◆ Provided data:
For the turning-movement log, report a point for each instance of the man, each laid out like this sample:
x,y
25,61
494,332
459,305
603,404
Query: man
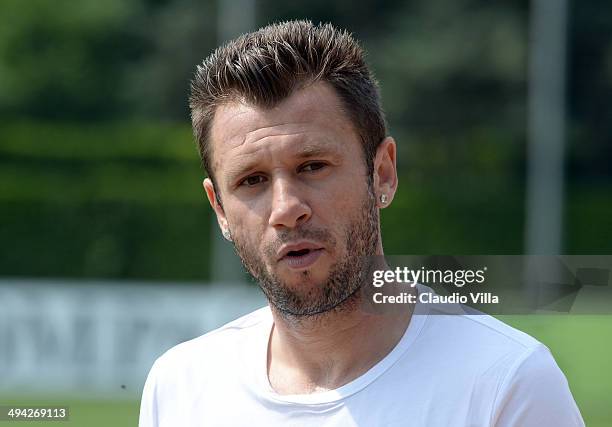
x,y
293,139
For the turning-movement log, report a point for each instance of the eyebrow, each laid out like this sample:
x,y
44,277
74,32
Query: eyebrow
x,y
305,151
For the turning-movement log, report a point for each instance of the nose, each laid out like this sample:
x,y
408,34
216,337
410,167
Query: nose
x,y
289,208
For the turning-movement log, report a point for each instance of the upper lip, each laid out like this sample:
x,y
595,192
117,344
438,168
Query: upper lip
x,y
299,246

* * *

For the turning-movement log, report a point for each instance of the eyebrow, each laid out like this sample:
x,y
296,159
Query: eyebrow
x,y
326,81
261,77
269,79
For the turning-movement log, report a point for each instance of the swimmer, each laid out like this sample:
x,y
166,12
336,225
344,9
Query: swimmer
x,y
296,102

◆ Work to be completed: How many lines in the records above contain the string "Query", with case taken into account? Reply with the number alone.

◆ The reply: 6